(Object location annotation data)

------------------------

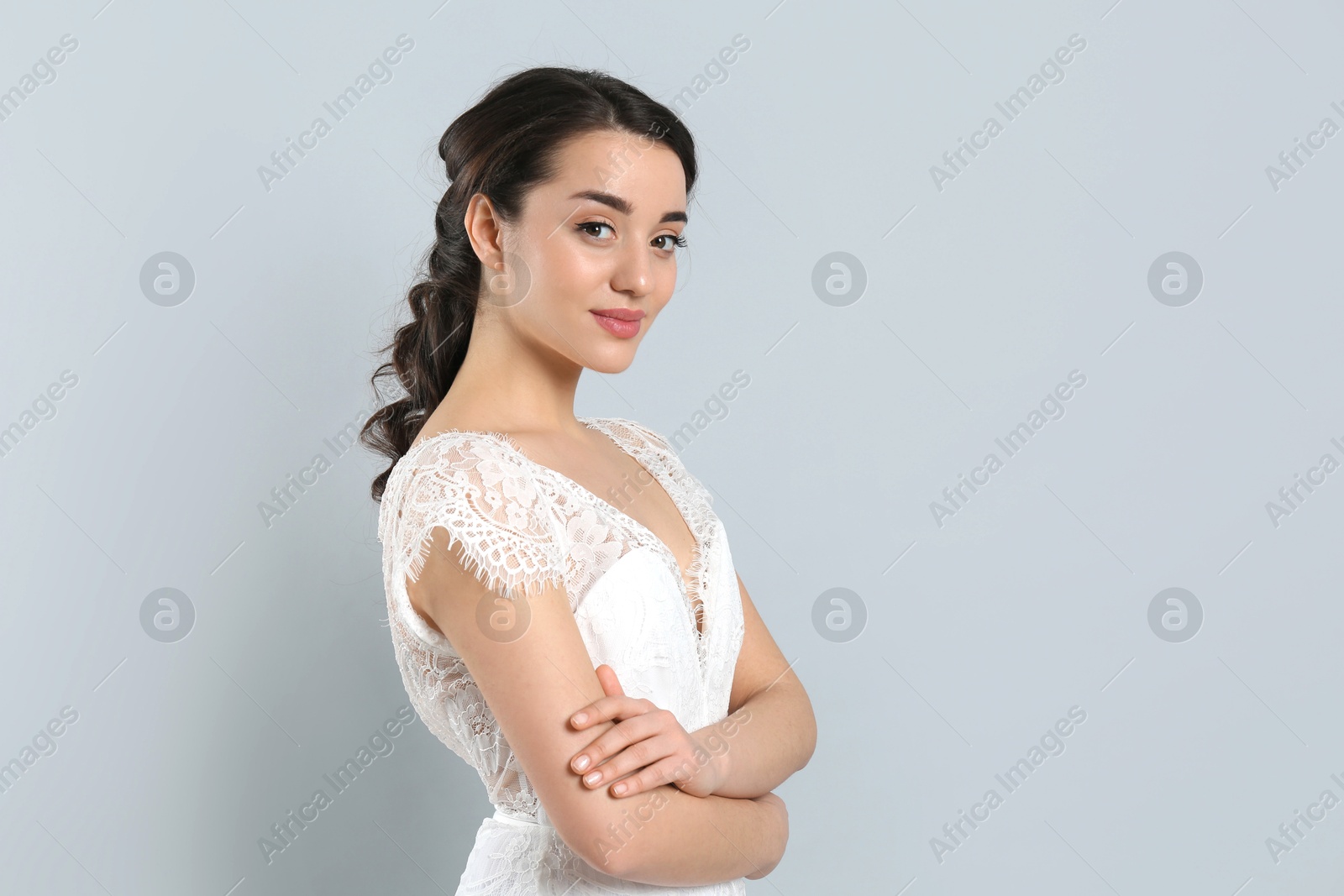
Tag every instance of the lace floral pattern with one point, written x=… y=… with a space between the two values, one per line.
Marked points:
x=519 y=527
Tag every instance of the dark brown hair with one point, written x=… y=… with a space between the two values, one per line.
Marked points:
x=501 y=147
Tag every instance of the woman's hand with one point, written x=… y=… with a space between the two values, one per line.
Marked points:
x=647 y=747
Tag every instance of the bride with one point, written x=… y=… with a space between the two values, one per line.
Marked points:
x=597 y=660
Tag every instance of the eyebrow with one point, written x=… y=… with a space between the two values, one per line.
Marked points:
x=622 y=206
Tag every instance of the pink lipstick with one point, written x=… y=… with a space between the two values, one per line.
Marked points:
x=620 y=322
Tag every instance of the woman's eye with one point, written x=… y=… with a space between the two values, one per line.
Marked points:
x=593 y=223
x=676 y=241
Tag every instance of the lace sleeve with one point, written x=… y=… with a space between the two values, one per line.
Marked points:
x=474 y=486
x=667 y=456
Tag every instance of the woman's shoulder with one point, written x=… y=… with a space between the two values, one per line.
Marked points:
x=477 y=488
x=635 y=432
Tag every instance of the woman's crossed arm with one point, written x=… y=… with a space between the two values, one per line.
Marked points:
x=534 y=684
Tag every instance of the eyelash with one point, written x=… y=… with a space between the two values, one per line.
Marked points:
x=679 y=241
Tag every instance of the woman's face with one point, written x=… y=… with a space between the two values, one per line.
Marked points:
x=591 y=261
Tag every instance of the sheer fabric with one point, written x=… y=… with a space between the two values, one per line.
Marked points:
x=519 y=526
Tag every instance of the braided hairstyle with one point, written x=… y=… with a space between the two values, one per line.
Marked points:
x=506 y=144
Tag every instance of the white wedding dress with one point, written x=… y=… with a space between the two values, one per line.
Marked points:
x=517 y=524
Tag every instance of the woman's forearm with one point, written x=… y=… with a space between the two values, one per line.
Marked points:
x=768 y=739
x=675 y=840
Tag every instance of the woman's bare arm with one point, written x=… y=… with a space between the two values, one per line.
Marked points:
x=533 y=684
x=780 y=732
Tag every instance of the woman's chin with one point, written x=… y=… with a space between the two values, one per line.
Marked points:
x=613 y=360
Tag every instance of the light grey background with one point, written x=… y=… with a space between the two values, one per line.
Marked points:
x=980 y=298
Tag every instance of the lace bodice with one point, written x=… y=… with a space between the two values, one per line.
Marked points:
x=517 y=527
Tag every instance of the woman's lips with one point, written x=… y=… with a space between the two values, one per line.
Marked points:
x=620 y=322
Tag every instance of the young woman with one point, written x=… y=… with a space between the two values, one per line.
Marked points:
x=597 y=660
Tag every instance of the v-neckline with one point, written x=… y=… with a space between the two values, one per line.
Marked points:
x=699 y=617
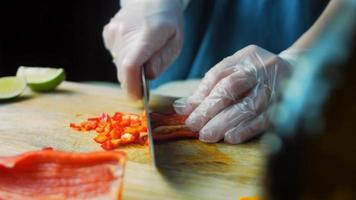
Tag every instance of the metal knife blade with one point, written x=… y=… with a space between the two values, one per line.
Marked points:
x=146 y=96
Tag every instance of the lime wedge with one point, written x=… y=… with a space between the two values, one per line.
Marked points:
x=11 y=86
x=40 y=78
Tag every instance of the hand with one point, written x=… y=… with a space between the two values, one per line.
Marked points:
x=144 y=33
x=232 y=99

------------------------

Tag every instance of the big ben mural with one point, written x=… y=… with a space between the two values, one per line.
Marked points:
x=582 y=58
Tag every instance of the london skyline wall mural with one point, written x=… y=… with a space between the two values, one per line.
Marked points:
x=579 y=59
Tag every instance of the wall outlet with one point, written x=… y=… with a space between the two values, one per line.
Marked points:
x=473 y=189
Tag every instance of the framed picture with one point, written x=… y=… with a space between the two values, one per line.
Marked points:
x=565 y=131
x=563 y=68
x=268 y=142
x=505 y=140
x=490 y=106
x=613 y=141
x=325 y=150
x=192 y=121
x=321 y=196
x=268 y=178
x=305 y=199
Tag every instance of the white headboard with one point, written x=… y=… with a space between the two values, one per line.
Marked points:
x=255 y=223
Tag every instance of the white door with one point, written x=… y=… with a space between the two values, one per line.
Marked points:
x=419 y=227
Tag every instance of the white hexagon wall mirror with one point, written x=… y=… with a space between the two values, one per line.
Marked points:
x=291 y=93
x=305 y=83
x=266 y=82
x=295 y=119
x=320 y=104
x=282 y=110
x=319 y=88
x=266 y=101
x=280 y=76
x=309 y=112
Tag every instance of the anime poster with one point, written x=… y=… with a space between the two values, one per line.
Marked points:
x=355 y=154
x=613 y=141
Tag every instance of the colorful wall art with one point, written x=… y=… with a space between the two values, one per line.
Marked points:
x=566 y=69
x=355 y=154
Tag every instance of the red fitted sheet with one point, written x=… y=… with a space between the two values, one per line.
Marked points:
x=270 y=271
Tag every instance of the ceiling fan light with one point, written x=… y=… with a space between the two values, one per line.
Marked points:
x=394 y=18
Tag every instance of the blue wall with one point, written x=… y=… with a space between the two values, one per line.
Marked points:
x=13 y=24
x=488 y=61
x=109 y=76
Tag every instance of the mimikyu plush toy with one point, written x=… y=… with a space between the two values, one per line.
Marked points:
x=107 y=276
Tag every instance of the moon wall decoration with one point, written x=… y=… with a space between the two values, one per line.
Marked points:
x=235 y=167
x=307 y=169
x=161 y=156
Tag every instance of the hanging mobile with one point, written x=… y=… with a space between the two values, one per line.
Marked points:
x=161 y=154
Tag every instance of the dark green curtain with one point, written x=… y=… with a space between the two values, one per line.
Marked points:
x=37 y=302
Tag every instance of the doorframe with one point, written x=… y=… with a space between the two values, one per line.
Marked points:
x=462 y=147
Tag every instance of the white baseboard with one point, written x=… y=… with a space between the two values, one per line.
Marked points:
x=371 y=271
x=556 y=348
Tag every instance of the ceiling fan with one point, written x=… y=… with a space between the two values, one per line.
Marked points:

------------------------

**WORK TO COMPLETE:**
Copy out the lines of the records above word for word, starting at the line that contains "Tag every instance of the eyelash" and ending at the line that contains "x=613 y=360".

**RESPONSE TO THIS EXERCISE:**
Tag every instance of the eyelash with one point, written x=… y=… with a space between the two values, one per line.
Marked points:
x=679 y=241
Tag every instance of the woman's face with one point, written x=… y=… with a space between the two values, one per line.
Marked points:
x=591 y=261
Tag every instance of the sheer fabric with one point, written x=… y=… with a space between the two values, one per line.
Marked points:
x=519 y=526
Tag every instance of the braided hairstyle with one point, written x=… y=… with a space between the two values, one per line.
Marked points:
x=506 y=144
Tag every instance of the white wedding dress with one point, written x=… y=… with a space between the two values, one per line.
Marked points:
x=517 y=524
Tag every instance of the woman's forearm with one point, written x=… y=… with a space between the two values, one per line.
Marked points:
x=768 y=739
x=675 y=840
Tag every instance of the woman's bare arm with one point, written x=… y=… with a space between the two values, one per line.
Marked points:
x=533 y=684
x=780 y=732
Tag every instance of the woman's chin with one point, written x=… y=… with a space between the two values, one per line.
Marked points:
x=613 y=360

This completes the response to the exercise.